- **Your objective**:
Copy out the lines below verbatim.

————

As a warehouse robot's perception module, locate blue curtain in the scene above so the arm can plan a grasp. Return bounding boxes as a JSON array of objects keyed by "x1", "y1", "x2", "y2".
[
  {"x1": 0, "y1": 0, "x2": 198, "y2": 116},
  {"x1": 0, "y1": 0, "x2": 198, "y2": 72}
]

————

- **Exercise output**:
As a warehouse robot's perception module, locate blue curtain in the scene above so the arm can plan a grasp. Return bounding boxes as a JSON array of objects keyed by "x1", "y1", "x2", "y2".
[
  {"x1": 0, "y1": 0, "x2": 198, "y2": 116},
  {"x1": 0, "y1": 0, "x2": 198, "y2": 72}
]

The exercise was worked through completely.